Written request 1: Using the forum thread about Home Depot refunds, decide whether each statement agrees with it: (a) the first poster finds the service at Lowes generally better; (b) the maximum refund value on the receipt is 20% less than the purchase price paid; (c) the reply says Home Depot usually quibbles over a part that was truly defective. Answer yes or no for each, and quote the words from the thread that decide it.
Written request 2: Transcribe the lines of the records starting at the line containing "target | green work glove" and ending at the line containing "column 150, row 23", including both of those lines.
***** Supplied text
# Home Depot refunds(?)



## PPBART (Nov 11, 2011)

I've been a regular shopper at local Home Depot and Lowes for years. Both stores have pretty much the same stuff and prices don't vary much. I do find the service at Lowes generally better, but it's several miles further from my home so I often opt for the shorter drive. HOWEVER, I had a minor dispute with HD this morning (resolved amiably) that later caused me to look more closely at my receipt, and for the first time I noticed the line printed under each item: "MAX REFUND VALUE...". That value is 10% less than the purchase price paid. Have others here noticed that? Does HD charge a 10% restocking fee? I'll have to ask next time I'm in the store. I don't return stuff often, but I also don't typically pay close attention to the amount refunded -- maybe I should!


----------



## de-nagorg (Feb 23, 2014)

Home depot has gotten wise to the practice of people buying something, using it, and returning it. 

Happens more often than us honest folk think it does. 

usually they won't quibble , if you are adamant, and the part was truly defective.
**********
***** Records supplied
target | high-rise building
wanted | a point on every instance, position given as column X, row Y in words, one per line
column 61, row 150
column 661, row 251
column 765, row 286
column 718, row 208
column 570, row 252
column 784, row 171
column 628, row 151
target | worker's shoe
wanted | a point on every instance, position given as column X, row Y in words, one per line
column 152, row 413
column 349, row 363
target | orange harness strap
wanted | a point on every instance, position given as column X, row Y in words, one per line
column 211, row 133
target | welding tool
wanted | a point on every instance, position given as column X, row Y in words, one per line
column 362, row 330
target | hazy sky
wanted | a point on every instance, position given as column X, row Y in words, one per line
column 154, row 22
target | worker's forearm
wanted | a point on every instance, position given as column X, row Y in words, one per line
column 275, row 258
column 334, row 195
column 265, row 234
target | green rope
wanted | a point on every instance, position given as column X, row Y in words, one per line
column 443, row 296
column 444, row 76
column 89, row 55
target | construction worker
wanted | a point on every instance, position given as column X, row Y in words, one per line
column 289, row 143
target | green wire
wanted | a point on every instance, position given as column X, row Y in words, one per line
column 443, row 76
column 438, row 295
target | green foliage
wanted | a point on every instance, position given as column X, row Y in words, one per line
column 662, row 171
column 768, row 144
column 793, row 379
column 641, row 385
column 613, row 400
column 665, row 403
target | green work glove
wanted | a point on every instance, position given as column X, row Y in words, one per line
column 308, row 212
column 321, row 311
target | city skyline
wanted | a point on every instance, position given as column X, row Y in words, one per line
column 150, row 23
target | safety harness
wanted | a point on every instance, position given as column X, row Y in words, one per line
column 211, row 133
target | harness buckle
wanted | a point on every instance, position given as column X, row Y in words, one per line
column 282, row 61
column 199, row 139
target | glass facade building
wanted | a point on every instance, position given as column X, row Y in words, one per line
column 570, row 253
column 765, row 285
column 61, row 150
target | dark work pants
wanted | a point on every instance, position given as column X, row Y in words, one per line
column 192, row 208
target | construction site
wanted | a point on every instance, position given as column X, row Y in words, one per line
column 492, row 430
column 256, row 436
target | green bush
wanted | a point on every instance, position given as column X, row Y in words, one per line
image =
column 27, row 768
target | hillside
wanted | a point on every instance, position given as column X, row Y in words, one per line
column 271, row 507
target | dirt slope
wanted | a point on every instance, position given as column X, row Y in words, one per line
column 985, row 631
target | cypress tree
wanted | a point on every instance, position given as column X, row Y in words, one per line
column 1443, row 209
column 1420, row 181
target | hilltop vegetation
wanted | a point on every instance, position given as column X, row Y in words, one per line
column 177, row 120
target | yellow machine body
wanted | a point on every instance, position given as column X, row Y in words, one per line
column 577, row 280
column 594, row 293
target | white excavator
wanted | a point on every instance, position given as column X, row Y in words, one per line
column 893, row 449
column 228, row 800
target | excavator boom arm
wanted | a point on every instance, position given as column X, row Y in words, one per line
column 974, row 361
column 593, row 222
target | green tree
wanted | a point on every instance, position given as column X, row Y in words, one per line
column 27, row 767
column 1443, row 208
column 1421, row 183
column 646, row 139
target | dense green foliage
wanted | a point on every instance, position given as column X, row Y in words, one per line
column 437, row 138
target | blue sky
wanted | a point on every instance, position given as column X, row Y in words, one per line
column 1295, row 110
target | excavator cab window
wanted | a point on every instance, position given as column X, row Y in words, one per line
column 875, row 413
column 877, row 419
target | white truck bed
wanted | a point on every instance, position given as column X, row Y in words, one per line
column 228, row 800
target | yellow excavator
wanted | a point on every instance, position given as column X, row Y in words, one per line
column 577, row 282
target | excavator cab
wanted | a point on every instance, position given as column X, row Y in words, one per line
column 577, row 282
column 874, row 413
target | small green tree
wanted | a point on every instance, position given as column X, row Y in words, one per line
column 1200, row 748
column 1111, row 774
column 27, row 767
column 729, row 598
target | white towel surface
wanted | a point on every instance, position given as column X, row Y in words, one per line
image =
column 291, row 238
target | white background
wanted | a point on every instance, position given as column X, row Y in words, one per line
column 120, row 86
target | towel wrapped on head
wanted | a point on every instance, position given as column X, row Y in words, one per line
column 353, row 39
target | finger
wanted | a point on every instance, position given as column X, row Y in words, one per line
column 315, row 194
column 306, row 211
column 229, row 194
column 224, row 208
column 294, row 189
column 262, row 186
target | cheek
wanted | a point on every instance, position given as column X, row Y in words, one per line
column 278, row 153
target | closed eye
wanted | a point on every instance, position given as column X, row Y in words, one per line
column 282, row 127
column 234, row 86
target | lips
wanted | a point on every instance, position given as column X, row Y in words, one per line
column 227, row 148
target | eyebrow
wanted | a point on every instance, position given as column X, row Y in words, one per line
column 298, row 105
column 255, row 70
**********
Exercise answer 1:
(a) Yes: "I do find the service at Lowes generally better"
(b) No: "That value is 10% less than the purchase price paid."
(c) No: "usually they won't quibble , if you are adamant, and the part was truly defective."

Exercise answer 2:
target | green work glove
wanted | a point on every instance, position given as column X, row Y in words, one per line
column 308, row 212
column 321, row 311
target | city skyline
wanted | a point on every instance, position given as column X, row Y in words, one per line
column 150, row 23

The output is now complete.